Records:

────────────────

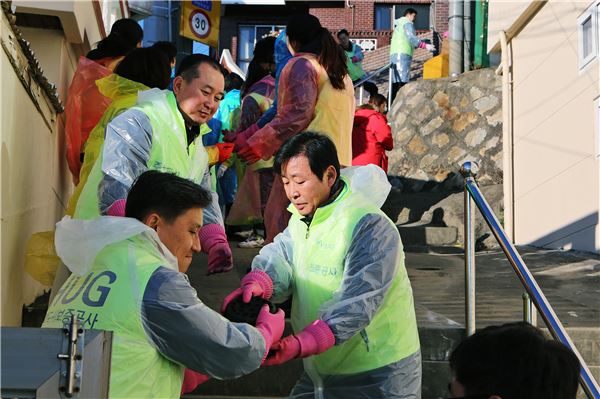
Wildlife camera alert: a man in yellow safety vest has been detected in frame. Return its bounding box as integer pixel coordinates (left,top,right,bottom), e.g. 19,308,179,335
221,132,421,399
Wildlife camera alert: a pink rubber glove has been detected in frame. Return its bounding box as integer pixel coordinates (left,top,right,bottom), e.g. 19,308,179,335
264,319,335,366
221,270,273,313
238,146,260,165
233,123,259,152
198,223,233,276
221,130,236,143
215,143,233,163
106,199,126,217
256,305,285,362
181,369,210,395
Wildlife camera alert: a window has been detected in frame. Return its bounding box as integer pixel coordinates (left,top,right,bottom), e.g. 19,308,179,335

────────────────

**WHAT IS EXPECTED:**
Rewrite the records above, replacing every "Wildlife camera alert" with "Trail camera notice" and keeping everything else the same. Leave out the pictures.

**OUTPUT FOR THIS EXERCISE:**
Trail camera notice: a man in yellow safety vest has been detected in frame. Return its bounding box as integer pixel coordinates (left,top,right,bottom), e.g. 19,308,179,335
221,132,421,399
Trail camera notice: a pink rubber glove has been detected in frame. Return its bounding box as integer pixel coordinates (left,top,right,bottom), e.g. 19,308,179,335
264,319,335,366
221,270,273,313
238,146,260,165
233,123,259,152
198,223,233,276
221,130,236,143
215,143,233,163
106,199,126,217
256,305,285,362
181,369,210,395
Trail camera notice: a window has been detected in frame. Return its bounding box as integer pixel coordinates (left,top,right,bottom), e.g. 19,308,179,335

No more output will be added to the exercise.